Nothing but an exact repetition of the entries should appear in the answer.

DATA FOR PROCESSING:
□ □ □ □ □
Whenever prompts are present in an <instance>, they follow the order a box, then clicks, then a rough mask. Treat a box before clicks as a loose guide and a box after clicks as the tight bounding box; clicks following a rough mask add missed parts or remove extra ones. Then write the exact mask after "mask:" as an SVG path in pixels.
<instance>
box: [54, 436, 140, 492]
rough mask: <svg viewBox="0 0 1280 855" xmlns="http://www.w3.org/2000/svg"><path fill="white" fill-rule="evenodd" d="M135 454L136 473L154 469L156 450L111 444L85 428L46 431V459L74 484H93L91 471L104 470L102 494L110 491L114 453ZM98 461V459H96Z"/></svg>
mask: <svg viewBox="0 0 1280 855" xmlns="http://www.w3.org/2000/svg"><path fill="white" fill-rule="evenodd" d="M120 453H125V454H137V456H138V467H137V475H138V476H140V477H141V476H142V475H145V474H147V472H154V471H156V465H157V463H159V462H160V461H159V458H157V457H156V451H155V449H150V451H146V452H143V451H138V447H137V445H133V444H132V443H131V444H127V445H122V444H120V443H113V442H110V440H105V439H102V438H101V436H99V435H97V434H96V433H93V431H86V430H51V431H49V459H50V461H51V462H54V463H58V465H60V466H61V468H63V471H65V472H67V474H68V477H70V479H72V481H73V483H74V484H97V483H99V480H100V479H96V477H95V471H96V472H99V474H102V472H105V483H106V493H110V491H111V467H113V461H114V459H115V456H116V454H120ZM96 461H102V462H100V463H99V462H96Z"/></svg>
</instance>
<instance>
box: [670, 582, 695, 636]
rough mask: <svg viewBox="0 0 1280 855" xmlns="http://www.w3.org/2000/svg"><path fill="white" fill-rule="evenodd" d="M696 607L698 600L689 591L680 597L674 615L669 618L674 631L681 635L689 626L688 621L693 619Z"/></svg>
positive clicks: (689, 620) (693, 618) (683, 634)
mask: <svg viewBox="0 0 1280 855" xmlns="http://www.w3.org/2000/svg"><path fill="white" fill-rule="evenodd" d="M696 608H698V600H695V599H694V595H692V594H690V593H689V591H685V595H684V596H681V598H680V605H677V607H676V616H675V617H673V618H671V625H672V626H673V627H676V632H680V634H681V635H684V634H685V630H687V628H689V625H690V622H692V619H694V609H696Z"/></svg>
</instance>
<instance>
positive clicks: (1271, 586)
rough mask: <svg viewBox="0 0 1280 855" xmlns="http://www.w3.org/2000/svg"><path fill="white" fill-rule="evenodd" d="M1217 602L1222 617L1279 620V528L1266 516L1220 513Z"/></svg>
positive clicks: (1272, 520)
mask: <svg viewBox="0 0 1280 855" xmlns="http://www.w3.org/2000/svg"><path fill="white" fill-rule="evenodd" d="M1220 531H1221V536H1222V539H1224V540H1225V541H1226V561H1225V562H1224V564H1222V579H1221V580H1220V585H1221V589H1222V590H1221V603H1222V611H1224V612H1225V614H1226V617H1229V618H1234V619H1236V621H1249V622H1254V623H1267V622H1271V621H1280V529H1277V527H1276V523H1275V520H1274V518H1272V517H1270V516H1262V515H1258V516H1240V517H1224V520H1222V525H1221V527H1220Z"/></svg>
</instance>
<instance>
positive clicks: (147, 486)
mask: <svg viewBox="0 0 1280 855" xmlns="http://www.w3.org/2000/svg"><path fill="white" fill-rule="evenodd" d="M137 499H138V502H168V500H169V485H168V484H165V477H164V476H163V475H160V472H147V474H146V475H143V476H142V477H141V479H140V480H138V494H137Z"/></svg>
□ □ □ □ □
OUTPUT OF THE TASK:
Whenever prompts are present in an <instance>, they follow the order a box, then clicks, then a rough mask. Treat a box before clicks as a loose guide and a box after clicks as the tight bounding box; clicks following a rough mask add missed parts or remove extra ones. Then write the exact mask after "mask:" as an SVG path in pixels.
<instance>
box: [54, 436, 140, 492]
rough mask: <svg viewBox="0 0 1280 855" xmlns="http://www.w3.org/2000/svg"><path fill="white" fill-rule="evenodd" d="M135 454L136 473L154 469L156 450L111 444L85 428L46 431V459L74 484H93L91 471L104 470L102 494L110 491L114 453ZM98 461V459H96Z"/></svg>
mask: <svg viewBox="0 0 1280 855" xmlns="http://www.w3.org/2000/svg"><path fill="white" fill-rule="evenodd" d="M120 453H125V454H137V456H138V467H137V475H138V476H140V477H141V476H142V475H145V474H147V472H154V471H156V465H157V463H159V462H160V461H159V458H157V457H156V451H155V449H150V451H146V452H143V451H138V447H137V445H133V444H132V443H131V444H127V445H122V444H120V443H113V442H110V440H105V439H102V438H101V436H99V435H97V434H96V433H93V431H86V430H51V431H49V459H50V461H51V462H54V463H58V465H60V466H61V468H63V471H65V472H67V474H68V477H70V479H72V481H73V483H74V484H97V483H99V480H100V479H96V477H95V471H96V472H99V474H102V472H105V483H106V493H110V491H111V467H113V461H114V459H115V456H116V454H120ZM96 461H102V462H100V463H99V462H96Z"/></svg>
</instance>
<instance>
box: [670, 582, 695, 636]
rough mask: <svg viewBox="0 0 1280 855" xmlns="http://www.w3.org/2000/svg"><path fill="white" fill-rule="evenodd" d="M696 607L698 600L689 591L680 597L674 615L669 618L674 631L681 635L689 626L688 621L693 619Z"/></svg>
positive clicks: (689, 620) (693, 618) (683, 634)
mask: <svg viewBox="0 0 1280 855" xmlns="http://www.w3.org/2000/svg"><path fill="white" fill-rule="evenodd" d="M696 608H698V600H695V599H694V595H692V594H690V593H689V591H685V595H684V596H681V598H680V605H677V607H676V616H675V617H673V618H671V625H672V626H673V627H676V632H680V634H681V635H684V634H685V630H687V628H689V625H690V622H692V619H694V609H696Z"/></svg>
</instance>
<instance>
positive clicks: (1271, 586)
rough mask: <svg viewBox="0 0 1280 855" xmlns="http://www.w3.org/2000/svg"><path fill="white" fill-rule="evenodd" d="M1217 602L1222 617L1279 620V528L1266 516L1220 513Z"/></svg>
positive clicks: (1272, 520)
mask: <svg viewBox="0 0 1280 855" xmlns="http://www.w3.org/2000/svg"><path fill="white" fill-rule="evenodd" d="M1220 531H1221V536H1222V539H1224V540H1225V541H1226V561H1225V562H1224V564H1222V579H1221V580H1220V585H1221V589H1222V590H1221V603H1222V611H1224V612H1225V614H1226V617H1229V618H1234V619H1236V621H1249V622H1254V623H1267V622H1271V621H1280V529H1277V527H1276V523H1275V520H1274V518H1272V517H1270V516H1262V515H1258V516H1240V517H1224V520H1222V525H1221V527H1220Z"/></svg>
</instance>
<instance>
positive clicks: (147, 486)
mask: <svg viewBox="0 0 1280 855" xmlns="http://www.w3.org/2000/svg"><path fill="white" fill-rule="evenodd" d="M137 499H138V502H168V500H169V485H168V484H165V477H164V476H163V475H160V472H147V474H146V475H143V476H142V477H141V479H140V480H138V494H137Z"/></svg>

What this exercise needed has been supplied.